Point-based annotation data
-=-=-=-=-

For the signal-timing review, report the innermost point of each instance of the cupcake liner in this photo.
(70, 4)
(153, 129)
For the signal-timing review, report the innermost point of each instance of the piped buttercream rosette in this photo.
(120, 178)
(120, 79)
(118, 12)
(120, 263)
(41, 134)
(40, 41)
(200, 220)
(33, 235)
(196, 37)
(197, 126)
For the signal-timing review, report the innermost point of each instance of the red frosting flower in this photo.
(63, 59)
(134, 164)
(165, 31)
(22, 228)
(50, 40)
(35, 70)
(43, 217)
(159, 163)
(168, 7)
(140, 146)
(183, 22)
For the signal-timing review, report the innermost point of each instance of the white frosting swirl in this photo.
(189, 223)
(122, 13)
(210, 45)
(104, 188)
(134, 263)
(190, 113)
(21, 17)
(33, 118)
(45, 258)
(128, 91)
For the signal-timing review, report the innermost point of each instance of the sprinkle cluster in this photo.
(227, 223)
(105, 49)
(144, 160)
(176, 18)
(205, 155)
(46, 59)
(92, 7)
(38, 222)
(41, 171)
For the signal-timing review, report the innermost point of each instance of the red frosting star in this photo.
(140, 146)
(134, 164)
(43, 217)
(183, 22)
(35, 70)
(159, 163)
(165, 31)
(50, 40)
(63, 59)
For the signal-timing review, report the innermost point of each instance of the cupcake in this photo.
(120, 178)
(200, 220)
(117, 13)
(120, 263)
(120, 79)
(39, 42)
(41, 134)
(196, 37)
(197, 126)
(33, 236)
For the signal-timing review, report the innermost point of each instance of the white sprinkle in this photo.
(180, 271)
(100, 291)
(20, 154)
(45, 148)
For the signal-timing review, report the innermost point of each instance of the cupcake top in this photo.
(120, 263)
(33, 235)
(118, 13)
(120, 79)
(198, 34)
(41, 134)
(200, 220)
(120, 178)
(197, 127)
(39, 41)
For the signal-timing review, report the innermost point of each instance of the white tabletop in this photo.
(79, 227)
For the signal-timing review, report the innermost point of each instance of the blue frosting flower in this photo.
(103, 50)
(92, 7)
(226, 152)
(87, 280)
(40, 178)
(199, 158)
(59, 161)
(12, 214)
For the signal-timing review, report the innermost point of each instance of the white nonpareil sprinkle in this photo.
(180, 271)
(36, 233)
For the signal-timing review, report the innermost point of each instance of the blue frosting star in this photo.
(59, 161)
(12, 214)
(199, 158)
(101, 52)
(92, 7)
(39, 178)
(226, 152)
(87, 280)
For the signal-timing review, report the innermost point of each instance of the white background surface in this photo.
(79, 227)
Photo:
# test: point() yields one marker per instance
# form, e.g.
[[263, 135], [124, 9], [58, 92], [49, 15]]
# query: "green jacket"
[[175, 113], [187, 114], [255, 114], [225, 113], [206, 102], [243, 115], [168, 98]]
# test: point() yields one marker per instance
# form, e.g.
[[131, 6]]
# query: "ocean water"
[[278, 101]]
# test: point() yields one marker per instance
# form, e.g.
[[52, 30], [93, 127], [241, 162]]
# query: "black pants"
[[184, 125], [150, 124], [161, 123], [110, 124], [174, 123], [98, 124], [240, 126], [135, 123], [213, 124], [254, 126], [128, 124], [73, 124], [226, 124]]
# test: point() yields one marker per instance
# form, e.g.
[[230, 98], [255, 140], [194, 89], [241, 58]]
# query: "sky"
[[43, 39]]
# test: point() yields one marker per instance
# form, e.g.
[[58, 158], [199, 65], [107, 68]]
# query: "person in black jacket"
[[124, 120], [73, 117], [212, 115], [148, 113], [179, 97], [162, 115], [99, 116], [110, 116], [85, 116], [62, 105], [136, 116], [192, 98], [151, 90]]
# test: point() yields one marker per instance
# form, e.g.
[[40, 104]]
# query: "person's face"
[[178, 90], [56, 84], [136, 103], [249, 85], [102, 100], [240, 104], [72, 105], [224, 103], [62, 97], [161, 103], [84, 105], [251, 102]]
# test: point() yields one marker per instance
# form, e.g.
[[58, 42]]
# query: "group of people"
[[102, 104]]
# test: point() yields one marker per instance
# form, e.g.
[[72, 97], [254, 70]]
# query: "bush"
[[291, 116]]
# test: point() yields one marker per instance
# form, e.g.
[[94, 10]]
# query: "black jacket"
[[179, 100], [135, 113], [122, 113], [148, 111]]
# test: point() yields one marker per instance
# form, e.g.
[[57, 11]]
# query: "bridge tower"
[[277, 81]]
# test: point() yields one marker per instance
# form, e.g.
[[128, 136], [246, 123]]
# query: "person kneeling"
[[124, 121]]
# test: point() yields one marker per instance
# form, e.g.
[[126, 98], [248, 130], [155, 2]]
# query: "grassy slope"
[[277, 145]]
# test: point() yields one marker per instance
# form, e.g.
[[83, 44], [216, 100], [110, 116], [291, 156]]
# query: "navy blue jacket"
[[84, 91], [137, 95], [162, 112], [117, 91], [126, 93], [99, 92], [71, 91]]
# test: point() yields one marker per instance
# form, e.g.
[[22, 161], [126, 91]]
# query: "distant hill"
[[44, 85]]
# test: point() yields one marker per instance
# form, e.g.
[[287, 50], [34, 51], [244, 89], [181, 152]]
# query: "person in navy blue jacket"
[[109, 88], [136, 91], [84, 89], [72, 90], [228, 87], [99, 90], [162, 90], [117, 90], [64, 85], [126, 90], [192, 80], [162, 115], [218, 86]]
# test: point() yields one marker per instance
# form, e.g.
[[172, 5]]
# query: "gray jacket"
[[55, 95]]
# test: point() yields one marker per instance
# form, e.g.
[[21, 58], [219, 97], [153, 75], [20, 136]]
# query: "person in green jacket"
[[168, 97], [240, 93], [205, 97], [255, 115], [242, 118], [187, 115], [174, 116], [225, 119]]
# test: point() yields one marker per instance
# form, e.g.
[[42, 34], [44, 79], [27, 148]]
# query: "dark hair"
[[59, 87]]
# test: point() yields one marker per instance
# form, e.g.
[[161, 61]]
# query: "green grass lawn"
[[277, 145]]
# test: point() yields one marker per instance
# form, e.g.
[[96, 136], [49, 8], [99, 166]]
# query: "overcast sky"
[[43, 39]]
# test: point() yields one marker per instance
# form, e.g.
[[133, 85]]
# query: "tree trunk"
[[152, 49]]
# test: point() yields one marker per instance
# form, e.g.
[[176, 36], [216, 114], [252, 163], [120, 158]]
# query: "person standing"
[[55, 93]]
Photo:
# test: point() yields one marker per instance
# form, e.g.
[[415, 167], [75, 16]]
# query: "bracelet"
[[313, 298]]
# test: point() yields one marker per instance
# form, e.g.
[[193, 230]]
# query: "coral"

-=-=-=-=-

** The request **
Generate an exact reproduction of all entries.

** Worked answer **
For the signal-timing review, report the innermost point of each instance of the cupcake liner in this photo.
(70, 4)
(153, 129)
For the signal-timing review, report the innermost point of each instance of the piped buttercream rosette in this photo.
(120, 178)
(120, 79)
(118, 12)
(120, 263)
(41, 134)
(40, 41)
(200, 220)
(33, 235)
(196, 37)
(197, 126)
For the signal-timing review, report the innermost point of each instance of the red frosting flower in this photo.
(63, 59)
(134, 164)
(165, 31)
(22, 228)
(50, 40)
(35, 70)
(43, 217)
(159, 163)
(168, 7)
(140, 146)
(183, 22)
For the signal-timing review, report the innermost point of each instance of the white frosting swirl in this photo.
(189, 223)
(122, 13)
(210, 45)
(104, 188)
(134, 263)
(190, 113)
(21, 17)
(33, 118)
(45, 258)
(128, 91)
For the signal-timing review, report the innermost point of each instance of the sprinkle cluster in this photo.
(227, 223)
(105, 49)
(144, 160)
(176, 18)
(205, 155)
(46, 59)
(92, 7)
(38, 222)
(41, 171)
For the signal-timing review, report the innermost point of each instance of the red frosting star in this photo.
(140, 146)
(134, 164)
(43, 217)
(183, 22)
(35, 70)
(159, 163)
(165, 31)
(50, 40)
(63, 59)
For the signal-timing review, report the innermost point of each instance of the cupcake in this photo.
(120, 178)
(200, 220)
(117, 13)
(120, 263)
(120, 79)
(39, 42)
(41, 134)
(196, 37)
(197, 126)
(33, 236)
For the signal-timing review, report the innermost point of each instance of the white sprinkle in this photo.
(180, 271)
(100, 291)
(20, 154)
(45, 148)
For the signal-timing review, report the innermost point of each instance of the cupcake top in this photo.
(120, 263)
(33, 235)
(118, 13)
(120, 79)
(198, 34)
(41, 134)
(200, 220)
(120, 178)
(197, 127)
(39, 41)
For the signal-timing review, report the innermost point of each instance of the white tabletop in this photo.
(79, 227)
For the signal-timing review, report the innermost point of each instance of the blue frosting flower in this photo.
(103, 50)
(92, 7)
(226, 152)
(87, 280)
(40, 178)
(199, 158)
(59, 161)
(12, 214)
For the signal-timing review, report the innermost point of each instance of the white nonpareil sprinkle in this photo.
(180, 271)
(36, 233)
For the signal-timing review, report the innermost point of each instance of the blue frosting star in this photo.
(59, 161)
(12, 214)
(199, 158)
(101, 52)
(92, 7)
(39, 178)
(226, 152)
(87, 280)
For the signal-timing review, report the innermost point of each instance of the white background surface in this photo.
(79, 227)
Photo:
# test: point() yields one marker per instance
# form, e.g.
[[263, 135], [124, 9], [58, 92], [49, 15]]
# query: "green jacket"
[[175, 113], [187, 114], [255, 114], [225, 113], [206, 102], [243, 115], [168, 98]]
# test: point() yields one marker per instance
# form, e.g.
[[131, 6]]
# query: "ocean water"
[[278, 101]]
# test: point() yields one marker per instance
# form, e.g.
[[52, 30], [93, 127], [241, 162]]
# query: "black pants"
[[184, 125], [150, 124], [161, 123], [110, 124], [174, 123], [98, 124], [240, 126], [135, 123], [213, 124], [254, 126], [128, 124], [73, 124], [226, 124]]
# test: point() yields one marker per instance
# form, e.g.
[[230, 98], [255, 140], [194, 89], [241, 58]]
# query: "sky"
[[43, 39]]
# test: point() yields one marker per instance
# form, e.g.
[[58, 158], [199, 65], [107, 68]]
# query: "person in black jacket"
[[124, 120], [73, 117], [212, 115], [148, 113], [179, 97], [162, 115], [99, 116], [110, 116], [85, 116], [62, 105], [136, 116], [192, 98], [151, 90]]
# test: point() yields one marker per instance
# form, e.g.
[[40, 104]]
# query: "person's face"
[[178, 90], [56, 84], [136, 103], [249, 85], [102, 100], [240, 104], [72, 105], [224, 103], [62, 97], [161, 103], [84, 105], [251, 102]]
# test: point() yields one marker per instance
# form, e.g.
[[58, 42]]
# query: "group of people"
[[102, 104]]
# test: point() yields one marker per instance
# form, e.g.
[[72, 97], [254, 70]]
# query: "bush"
[[291, 116]]
# test: point() yields one marker per instance
# form, e.g.
[[94, 10]]
# query: "black jacket"
[[179, 100], [135, 113], [122, 113], [148, 111]]
# test: point() yields one marker per instance
# form, e.g.
[[57, 11]]
# query: "bridge tower"
[[277, 81]]
# test: point() yields one marker per instance
# form, e.g.
[[128, 136], [246, 123]]
# query: "person kneeling"
[[124, 121]]
# test: point() yields one marker per instance
# form, e.g.
[[126, 98], [248, 130], [155, 2]]
# query: "grassy slope"
[[277, 145]]
# test: point() yields one marker per instance
# form, e.g.
[[83, 44], [216, 100], [110, 116], [291, 156]]
# query: "navy blue jacket"
[[84, 91], [137, 95], [162, 112], [117, 91], [126, 93], [99, 92], [71, 91]]
# test: point() yields one marker per instance
# form, e.g.
[[22, 161], [126, 91]]
# query: "distant hill"
[[44, 85]]
# test: point() yields one marker per instance
# form, e.g.
[[287, 50], [34, 51], [244, 89], [181, 152]]
# query: "person in navy blue jacket"
[[109, 88], [136, 91], [84, 89], [72, 90], [228, 87], [99, 90], [162, 90], [117, 90], [64, 85], [126, 90], [192, 80], [162, 115], [218, 86]]
# test: point() yields one marker per instance
# form, e.g.
[[172, 5]]
# query: "gray jacket"
[[55, 95]]
# test: point() yields one marker per instance
# form, e.g.
[[21, 58], [219, 97], [153, 75], [20, 136]]
# query: "person in green jacket"
[[168, 97], [240, 93], [205, 97], [255, 115], [242, 118], [187, 115], [174, 116], [225, 119]]
# test: point() yields one marker per instance
# form, e.g.
[[42, 34], [44, 79], [27, 148]]
# query: "dark hair"
[[59, 87]]
# test: point() yields one marker per instance
# form, e.g.
[[161, 61]]
# query: "green grass lawn"
[[277, 145]]
# test: point() yields one marker per instance
# form, e.g.
[[96, 136], [49, 8], [99, 166]]
# query: "overcast sky"
[[43, 39]]
# test: point() yields one marker per instance
# form, e.g.
[[133, 85]]
# query: "tree trunk"
[[152, 49]]
# test: point() yields one marker per instance
# form, e.g.
[[176, 36], [216, 114], [252, 163], [120, 158]]
# query: "person standing"
[[55, 93]]
Photo:
# test: point() yields one marker per instance
# form, e.g.
[[415, 167], [75, 16]]
# query: "bracelet"
[[313, 298]]
# test: point() yields one marker per instance
# form, e.g.
[[193, 230]]
# query: "coral"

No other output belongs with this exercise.